• Excerpted data:

——

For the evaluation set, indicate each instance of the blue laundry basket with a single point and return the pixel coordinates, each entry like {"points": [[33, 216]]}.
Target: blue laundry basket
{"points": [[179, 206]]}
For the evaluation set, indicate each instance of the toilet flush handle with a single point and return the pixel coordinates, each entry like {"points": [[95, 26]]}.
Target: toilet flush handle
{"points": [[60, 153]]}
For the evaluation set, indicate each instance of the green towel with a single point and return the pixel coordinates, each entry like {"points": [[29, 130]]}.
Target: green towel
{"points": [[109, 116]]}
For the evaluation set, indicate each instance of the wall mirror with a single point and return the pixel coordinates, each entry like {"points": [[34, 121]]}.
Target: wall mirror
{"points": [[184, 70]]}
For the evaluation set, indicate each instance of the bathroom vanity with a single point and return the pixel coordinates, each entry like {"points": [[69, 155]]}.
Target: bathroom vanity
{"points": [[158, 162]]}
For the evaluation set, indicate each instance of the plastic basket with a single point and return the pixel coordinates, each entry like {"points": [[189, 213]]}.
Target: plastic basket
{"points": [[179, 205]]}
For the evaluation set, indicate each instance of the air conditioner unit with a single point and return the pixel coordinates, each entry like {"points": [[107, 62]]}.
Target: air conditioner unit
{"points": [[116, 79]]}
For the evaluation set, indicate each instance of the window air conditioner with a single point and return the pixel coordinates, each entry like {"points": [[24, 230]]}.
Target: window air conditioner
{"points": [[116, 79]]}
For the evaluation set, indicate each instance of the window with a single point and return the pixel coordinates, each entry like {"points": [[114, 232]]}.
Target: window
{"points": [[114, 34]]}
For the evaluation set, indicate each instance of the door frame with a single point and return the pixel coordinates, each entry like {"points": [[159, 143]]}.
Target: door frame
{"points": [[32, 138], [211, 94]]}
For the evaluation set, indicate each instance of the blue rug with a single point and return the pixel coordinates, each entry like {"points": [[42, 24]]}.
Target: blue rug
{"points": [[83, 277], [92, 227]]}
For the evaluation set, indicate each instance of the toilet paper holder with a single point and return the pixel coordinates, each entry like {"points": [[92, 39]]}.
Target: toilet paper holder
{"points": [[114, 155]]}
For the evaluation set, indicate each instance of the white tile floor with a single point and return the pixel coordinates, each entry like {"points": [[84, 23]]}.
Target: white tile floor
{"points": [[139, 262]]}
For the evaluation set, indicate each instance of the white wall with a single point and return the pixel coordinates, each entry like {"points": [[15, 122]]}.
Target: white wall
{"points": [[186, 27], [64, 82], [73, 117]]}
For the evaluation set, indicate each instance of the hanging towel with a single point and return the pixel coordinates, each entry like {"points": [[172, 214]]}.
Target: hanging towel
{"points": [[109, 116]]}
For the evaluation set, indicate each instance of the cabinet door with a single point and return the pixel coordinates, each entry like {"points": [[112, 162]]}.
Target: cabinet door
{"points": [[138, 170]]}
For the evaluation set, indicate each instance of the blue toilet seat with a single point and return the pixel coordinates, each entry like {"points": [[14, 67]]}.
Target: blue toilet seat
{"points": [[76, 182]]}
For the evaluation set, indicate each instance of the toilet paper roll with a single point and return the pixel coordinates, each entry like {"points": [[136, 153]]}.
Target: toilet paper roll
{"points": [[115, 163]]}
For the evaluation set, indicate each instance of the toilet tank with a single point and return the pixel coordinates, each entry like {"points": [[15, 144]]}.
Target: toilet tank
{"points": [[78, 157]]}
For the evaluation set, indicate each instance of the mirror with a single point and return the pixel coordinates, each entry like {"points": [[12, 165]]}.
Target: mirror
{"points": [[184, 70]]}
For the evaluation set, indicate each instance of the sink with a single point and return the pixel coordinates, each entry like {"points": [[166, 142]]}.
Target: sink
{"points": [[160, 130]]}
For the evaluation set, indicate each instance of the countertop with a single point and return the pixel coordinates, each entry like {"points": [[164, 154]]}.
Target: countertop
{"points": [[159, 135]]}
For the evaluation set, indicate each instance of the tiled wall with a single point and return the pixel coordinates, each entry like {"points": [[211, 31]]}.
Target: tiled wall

——

• What is being asked:
Using the data above, return each line exactly as written.

• Result below:
For the evaluation set, indicate each instance of the blue laundry basket with a single point and return the pixel coordinates, each entry like {"points": [[33, 216]]}.
Target: blue laundry basket
{"points": [[179, 206]]}
For the evaluation set, indicate each instance of the toilet flush handle with a single point and return the pixel coordinates, each entry like {"points": [[95, 26]]}.
Target: toilet flush handle
{"points": [[60, 153]]}
For the evaluation set, indicate each instance of the green towel with a single point and return the pixel coordinates, each entry like {"points": [[29, 130]]}.
Target: green towel
{"points": [[109, 116]]}
For the evaluation set, indicate each instance of the wall mirror with a single point and return the pixel coordinates, each entry like {"points": [[34, 121]]}.
Target: wall mirror
{"points": [[184, 70]]}
For the evaluation set, indicate each instance of the bathroom vanity with a single point and return the pixel coordinates, each entry like {"points": [[69, 155]]}.
Target: bathroom vanity
{"points": [[158, 162]]}
For the evaluation set, indicate each instance of the plastic basket with a single point and return the pixel coordinates, each entry like {"points": [[189, 213]]}.
Target: plastic basket
{"points": [[179, 205]]}
For the evaluation set, indicate each instance of the air conditioner unit with a single point and return the pixel coordinates, each entry like {"points": [[107, 62]]}.
Target: air conditioner unit
{"points": [[116, 79]]}
For the evaluation set, indicate each instance of the window air conditioner with a single point and return the pixel coordinates, each entry like {"points": [[24, 230]]}.
Target: window air conditioner
{"points": [[116, 79]]}
For the evaluation set, indicate each instance of the window with a single point and return the pixel coordinates, each entry like {"points": [[114, 232]]}.
Target: window
{"points": [[114, 34]]}
For the evaluation set, indicate each instance of the door frame with a single point and return the pixel coordinates, each entry like {"points": [[159, 143]]}.
Target: door frame
{"points": [[32, 138], [211, 94]]}
For the evaluation set, indicate each instance of the blue rug with a single point and return the pixel coordinates, each entry like {"points": [[42, 24]]}.
Target: blue rug
{"points": [[83, 277], [92, 227]]}
For the evaluation set, indicate each instance of the toilet paper holder with a single point and return the pixel coordinates, each entry like {"points": [[92, 39]]}.
Target: toilet paper holder
{"points": [[114, 155]]}
For the evaluation set, indicate each instance of the white tile floor with a single point and return the pixel coordinates, each entry like {"points": [[84, 23]]}.
Target: white tile floor
{"points": [[139, 262]]}
For the evaluation set, indicate each instance of the white wall with a single point and return the pixel coordinates, each entry like {"points": [[15, 122]]}.
Target: white wall
{"points": [[186, 27], [64, 82], [73, 117]]}
For the evaluation set, indicate each instance of the hanging towel with a single point and return the pixel coordinates, each entry like {"points": [[172, 214]]}.
Target: hanging towel
{"points": [[109, 116]]}
For the evaluation set, indicate each instance of the cabinet door with a single point and return the pixel coordinates, each entry like {"points": [[112, 162]]}.
Target: cabinet door
{"points": [[138, 170]]}
For the evaluation set, indicate each instance of the blue toilet seat with a single point and return the pixel coordinates, each entry like {"points": [[14, 67]]}.
Target: blue toilet seat
{"points": [[76, 182]]}
For the evaluation set, indicate each instance of the toilet paper roll with a single point and return the pixel coordinates, each entry like {"points": [[136, 153]]}.
Target: toilet paper roll
{"points": [[115, 163]]}
For the evaluation set, indicate each instance of the toilet tank with a single point and return the pixel coordinates, each entry like {"points": [[15, 144]]}.
Target: toilet tank
{"points": [[78, 157]]}
For the evaluation set, indicate each instance of the mirror with a single point and return the pixel coordinates, each entry like {"points": [[12, 165]]}.
Target: mirror
{"points": [[184, 70]]}
For the evaluation set, indicate each instance of the sink with a single point and return the pixel coordinates, each entry like {"points": [[166, 142]]}.
Target: sink
{"points": [[160, 130]]}
For the evaluation set, indicate each instance of the countertop with a single point and return the pixel coordinates, each entry like {"points": [[164, 154]]}.
Target: countertop
{"points": [[159, 135]]}
For the evaluation set, indicate each instance of the tiled wall with a single point and return the pixel coordinates, each entry like {"points": [[211, 31]]}.
Target: tiled wall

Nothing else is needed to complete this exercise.